### Records to use
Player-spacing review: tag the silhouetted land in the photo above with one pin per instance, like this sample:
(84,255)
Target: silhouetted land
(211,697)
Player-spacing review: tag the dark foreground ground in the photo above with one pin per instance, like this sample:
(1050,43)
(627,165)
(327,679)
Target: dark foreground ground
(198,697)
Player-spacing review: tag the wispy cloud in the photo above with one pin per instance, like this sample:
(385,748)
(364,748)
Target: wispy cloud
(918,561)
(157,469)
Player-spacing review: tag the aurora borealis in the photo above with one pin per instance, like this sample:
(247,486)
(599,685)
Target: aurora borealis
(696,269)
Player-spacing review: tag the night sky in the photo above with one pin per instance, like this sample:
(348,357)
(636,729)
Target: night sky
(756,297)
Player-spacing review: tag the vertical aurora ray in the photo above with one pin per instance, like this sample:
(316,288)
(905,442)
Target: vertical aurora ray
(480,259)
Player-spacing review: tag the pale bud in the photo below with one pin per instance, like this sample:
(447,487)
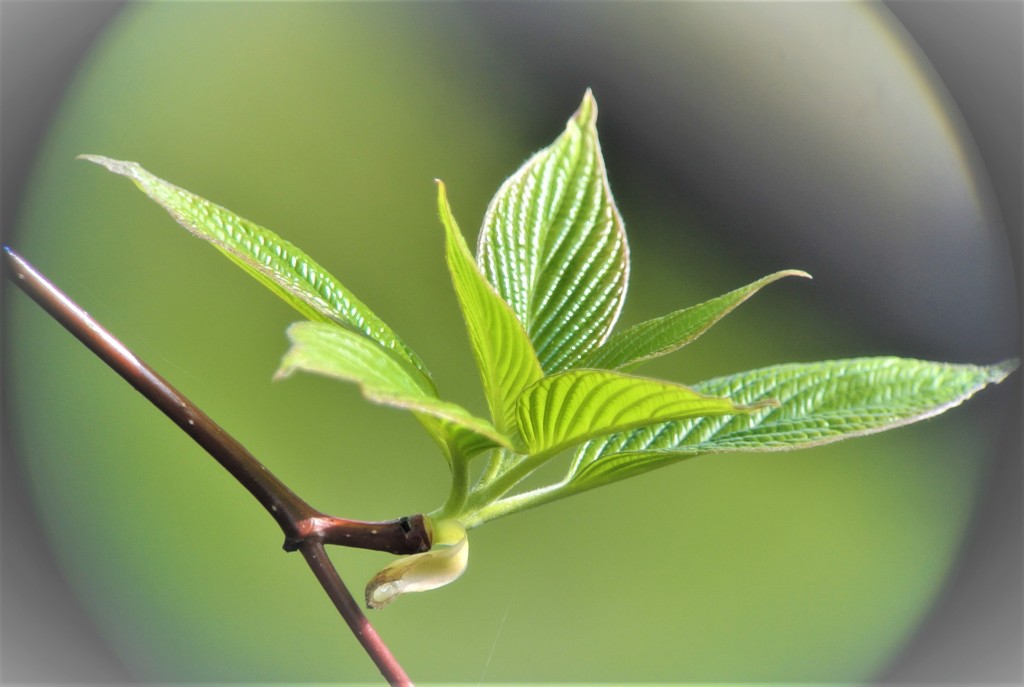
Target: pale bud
(421,572)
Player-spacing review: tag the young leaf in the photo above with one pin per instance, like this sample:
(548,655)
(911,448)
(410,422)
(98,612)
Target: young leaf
(626,350)
(503,351)
(571,406)
(553,245)
(276,263)
(819,402)
(325,348)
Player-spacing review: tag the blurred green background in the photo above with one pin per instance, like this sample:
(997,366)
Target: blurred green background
(328,123)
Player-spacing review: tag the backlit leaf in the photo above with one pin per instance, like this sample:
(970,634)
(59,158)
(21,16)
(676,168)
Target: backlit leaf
(819,402)
(503,351)
(553,245)
(571,406)
(274,262)
(328,349)
(627,349)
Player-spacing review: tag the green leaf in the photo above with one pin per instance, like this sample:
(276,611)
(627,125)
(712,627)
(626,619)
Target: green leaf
(626,350)
(819,402)
(276,263)
(503,351)
(553,245)
(325,348)
(571,406)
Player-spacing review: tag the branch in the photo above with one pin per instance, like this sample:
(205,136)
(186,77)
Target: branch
(305,528)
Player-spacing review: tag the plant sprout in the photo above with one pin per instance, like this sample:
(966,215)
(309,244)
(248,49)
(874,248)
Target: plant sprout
(540,302)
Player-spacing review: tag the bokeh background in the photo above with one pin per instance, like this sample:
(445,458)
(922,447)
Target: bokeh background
(739,139)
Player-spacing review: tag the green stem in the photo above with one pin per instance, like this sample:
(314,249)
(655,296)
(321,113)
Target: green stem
(519,502)
(459,495)
(501,484)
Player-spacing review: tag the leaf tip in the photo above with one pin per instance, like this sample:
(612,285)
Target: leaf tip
(122,167)
(586,115)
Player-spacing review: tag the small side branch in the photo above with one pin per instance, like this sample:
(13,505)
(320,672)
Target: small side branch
(305,528)
(327,574)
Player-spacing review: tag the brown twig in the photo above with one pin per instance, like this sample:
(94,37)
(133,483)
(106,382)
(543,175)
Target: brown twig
(305,528)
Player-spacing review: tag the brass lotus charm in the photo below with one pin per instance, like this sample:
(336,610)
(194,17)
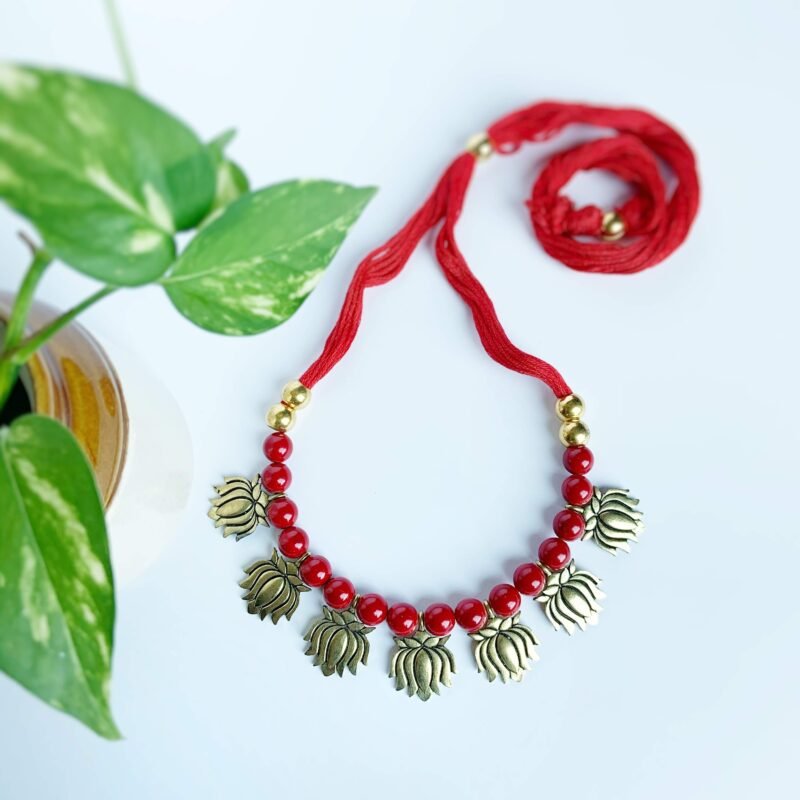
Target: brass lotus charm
(504,647)
(338,639)
(420,663)
(570,598)
(273,587)
(612,519)
(240,505)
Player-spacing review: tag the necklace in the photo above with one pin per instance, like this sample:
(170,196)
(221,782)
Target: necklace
(651,226)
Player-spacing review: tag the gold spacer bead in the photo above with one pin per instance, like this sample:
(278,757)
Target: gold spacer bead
(612,227)
(569,407)
(480,145)
(295,395)
(280,417)
(573,433)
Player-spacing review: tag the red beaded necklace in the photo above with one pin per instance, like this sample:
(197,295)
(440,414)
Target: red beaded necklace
(650,226)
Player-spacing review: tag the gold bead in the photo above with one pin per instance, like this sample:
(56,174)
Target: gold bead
(572,433)
(612,227)
(569,407)
(280,417)
(480,145)
(295,395)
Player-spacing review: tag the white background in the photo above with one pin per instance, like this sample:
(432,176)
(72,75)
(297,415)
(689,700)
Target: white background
(425,470)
######
Work to do:
Using the data above, write out every line exactly, leaving the images behind.

Task response:
Player-spacing review: tag the silhouetted land in the photo above with one pin per instance, like this sample:
(84,255)
Target: silhouetted land
(211,697)
Player-spacing review: tag the dark foreground ground in the photo above with one pin per instance, like this sample:
(1050,43)
(627,165)
(327,679)
Target: dark foreground ground
(198,697)
Player-spacing review: tag the wispy cloud in the photo above with one pin per instance, like this sample:
(385,748)
(364,748)
Target: wispy cloud
(918,561)
(157,469)
Player-spacing review: tag the aurora borealis in the photo above with one pin per instance, like this sample:
(247,486)
(599,685)
Target: aurora borealis
(696,269)
Player-spacing review: tag the night sky in the photo above with one pin per instance, like this sample:
(348,357)
(636,729)
Target: night sky
(756,297)
Player-spacing review: tag the vertical aurora ray in the photo above with one pin per instance, like this sample:
(316,288)
(905,442)
Target: vertical aurora ray
(480,259)
Player-spacing review: tag the pale bud in the photo below with one pin per instance, like this sample:
(447,487)
Target: pale bud
(421,572)
Player-spacing review: tag the young leaf in the photo above with one pin per instance, like this sample:
(548,655)
(911,448)
(410,422)
(98,612)
Target: young leaf
(626,350)
(503,351)
(571,406)
(553,245)
(276,263)
(819,402)
(325,348)
Player-spacing review: tag the blurred green background in the photo above with one pin per instance, like this sample:
(997,366)
Target: blurred green background
(328,123)
Player-spacing review: tag the backlit leaf in the photo above with one pin per instance, like this sample:
(970,634)
(59,158)
(21,16)
(676,168)
Target: backlit leaf
(819,402)
(503,351)
(553,245)
(571,406)
(274,262)
(328,349)
(627,349)
Player-spacing review: tag the green leaf in the photo above with one pin per instance, like this sample:
(276,611)
(627,125)
(712,627)
(626,619)
Target: green leaf
(626,350)
(819,402)
(276,263)
(503,351)
(553,245)
(325,348)
(571,406)
Player-spacing review: tag the branch in the photo above with one pin per instance, like this sample:
(205,136)
(186,77)
Target: branch
(305,528)
Player-spacing review: tag the plant sprout in the photo above with one pin per instance, like this sample:
(966,215)
(309,244)
(248,49)
(874,248)
Target: plant sprout
(540,302)
Player-spacing review: tag the bokeh background in the photo above with one pin per instance, like this sample:
(445,458)
(922,447)
Target: bokeh background
(739,139)
Player-spacing review: tag the green stem in the photo above with one pin per instance, like this sample:
(314,249)
(655,296)
(321,113)
Target: green stem
(519,502)
(459,495)
(501,484)
Player-spacing review: tag the leaf tip in the photo above with one pin per instance, like this sample:
(612,285)
Target: leaf tip
(122,167)
(586,115)
Player-spacing review: tag the small side branch in the photo above with one pin per instance, like this sample:
(13,505)
(320,672)
Target: small side branch
(305,528)
(327,574)
Player-spacing review: tag the brown twig in the photo above with one pin per instance, like this sample:
(94,37)
(133,483)
(106,382)
(543,175)
Target: brown twig
(305,528)
Player-spacing review: tag the brass lotus charm in the photo below with one pin per instance, like this sample:
(336,610)
(194,17)
Target: brass lotus charm
(504,647)
(338,639)
(420,663)
(570,598)
(273,587)
(612,519)
(240,505)
Player-spacing review: tag the necklace in the photo above with one pin per instance, like this sample:
(170,196)
(221,782)
Target: necklace
(651,226)
Player-spacing review: tag the gold spacer bead in the photo above with one pin per instance, like this sample:
(278,757)
Target: gold spacer bead
(612,227)
(569,407)
(480,145)
(295,395)
(280,417)
(573,433)
Player-spacing review: tag the red beaded necklace in the photo above with one pin per instance, like this sample:
(197,295)
(440,414)
Target: red beaded necklace
(650,226)
Player-spacing review: tag the gold bead in the photo above with one pin per instance, like this sample:
(56,174)
Target: gold bead
(572,433)
(612,227)
(569,407)
(280,417)
(480,145)
(295,395)
Player-spacing review: tag the white background in the photo above with one pin per instance, like this sample:
(432,176)
(72,75)
(297,415)
(689,700)
Target: white background
(425,470)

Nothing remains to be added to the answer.